[TEXT]
┌──

Two networks on one VLAN?

StarTrek4U

Gawd
Joined
Jan 8, 2003
Messages
1,011
So my understanding is this should be possible, but maybe I'm wrong....

I have two separate public IP ranges from my ISP. The second one was just added. What I'm trying to do is get both address ranges forwarded to the single external interface on my firewall. which will then be setup to do the NAT, etc for both ranges. Here's my setup (IP addresses are for illustration only):

First Public Range: 10.10.31.48 /28
Second Public Range: 10.10.31.160 /27

The devices are setup like this:

Internet --> ISP Router --> External Switch --> Firewalls --> Internal Network

The external switch is there to do some vlans for other external devices we have.

The initial public IP range is setup on VLAN 11 and everything works great. My ISP is sending both subnets to our switch. I added a secondary IP address to VLAN 11 to accept traffic from the second range. My firewall limits me to one IP on an external interface but will do additional NAT, so I setup a static route to forward the second public IP range to the external interface on my firewall (which has an address on the first IP range).

└──

[WRITTEN PROBLEM] In the forum post above, what is the external switch there for?

[GIVEN MATERIAL]
┌──

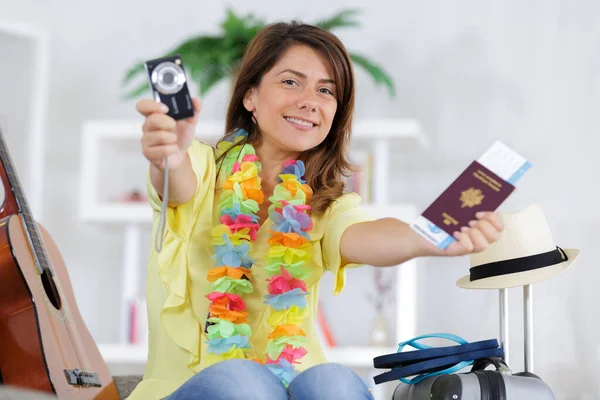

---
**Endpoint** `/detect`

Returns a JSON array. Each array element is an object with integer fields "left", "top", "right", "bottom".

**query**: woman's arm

└──

[RESULT] It is there to do some VLANs for other external devices.